*** Block opens ***

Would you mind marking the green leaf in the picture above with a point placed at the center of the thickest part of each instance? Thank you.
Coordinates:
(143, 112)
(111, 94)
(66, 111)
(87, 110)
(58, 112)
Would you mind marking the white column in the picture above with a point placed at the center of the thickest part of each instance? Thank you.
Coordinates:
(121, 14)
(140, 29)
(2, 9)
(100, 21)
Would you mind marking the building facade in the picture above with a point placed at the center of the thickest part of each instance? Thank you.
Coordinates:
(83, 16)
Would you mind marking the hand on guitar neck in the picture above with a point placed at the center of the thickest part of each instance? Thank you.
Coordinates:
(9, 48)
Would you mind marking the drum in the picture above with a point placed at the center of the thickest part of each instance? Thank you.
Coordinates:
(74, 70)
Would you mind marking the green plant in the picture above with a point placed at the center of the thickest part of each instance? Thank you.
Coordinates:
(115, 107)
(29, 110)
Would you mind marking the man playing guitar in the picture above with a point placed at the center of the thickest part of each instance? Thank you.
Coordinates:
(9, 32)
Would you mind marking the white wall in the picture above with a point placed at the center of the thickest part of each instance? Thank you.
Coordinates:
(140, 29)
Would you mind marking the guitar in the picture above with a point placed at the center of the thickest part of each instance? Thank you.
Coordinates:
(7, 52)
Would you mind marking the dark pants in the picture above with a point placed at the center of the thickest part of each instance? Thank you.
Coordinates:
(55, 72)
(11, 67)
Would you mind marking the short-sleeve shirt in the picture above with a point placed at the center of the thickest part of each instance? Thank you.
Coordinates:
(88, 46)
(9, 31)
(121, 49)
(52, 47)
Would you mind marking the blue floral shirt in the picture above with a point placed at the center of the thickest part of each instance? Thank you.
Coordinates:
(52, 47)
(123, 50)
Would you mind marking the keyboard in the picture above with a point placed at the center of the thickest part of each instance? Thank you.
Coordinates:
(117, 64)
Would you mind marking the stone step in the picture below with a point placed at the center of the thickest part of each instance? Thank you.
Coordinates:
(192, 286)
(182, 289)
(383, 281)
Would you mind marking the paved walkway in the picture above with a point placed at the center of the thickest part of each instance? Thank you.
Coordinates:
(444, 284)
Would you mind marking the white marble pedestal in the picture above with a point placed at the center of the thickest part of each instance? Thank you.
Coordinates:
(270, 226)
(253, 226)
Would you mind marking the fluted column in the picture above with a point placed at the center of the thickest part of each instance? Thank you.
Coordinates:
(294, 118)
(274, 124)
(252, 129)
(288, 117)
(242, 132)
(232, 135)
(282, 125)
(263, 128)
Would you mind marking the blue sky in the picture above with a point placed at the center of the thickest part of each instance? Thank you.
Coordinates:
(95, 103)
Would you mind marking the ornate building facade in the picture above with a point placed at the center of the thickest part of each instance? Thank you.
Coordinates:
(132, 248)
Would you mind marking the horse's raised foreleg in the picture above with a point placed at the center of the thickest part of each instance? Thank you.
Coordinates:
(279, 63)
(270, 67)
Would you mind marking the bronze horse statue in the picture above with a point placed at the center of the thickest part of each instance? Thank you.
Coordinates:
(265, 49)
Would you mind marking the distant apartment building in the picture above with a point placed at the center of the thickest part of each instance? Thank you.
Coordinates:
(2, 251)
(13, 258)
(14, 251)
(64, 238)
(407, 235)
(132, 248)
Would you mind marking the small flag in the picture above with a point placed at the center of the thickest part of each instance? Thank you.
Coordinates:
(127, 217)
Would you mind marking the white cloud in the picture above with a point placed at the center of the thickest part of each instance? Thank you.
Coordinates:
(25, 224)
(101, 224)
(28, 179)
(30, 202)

*** Block closes ***

#### Task prompt
Search the records above for the string "column" and copy each line that holds it.

#### Answer area
Would you mind marking the white column in the picture above with a point placed at the center of the thickest part of each instance? Thank you.
Would you mind marking the fluted column in the picture above with a point placed at the center of the thickest part of each instance? Thank you.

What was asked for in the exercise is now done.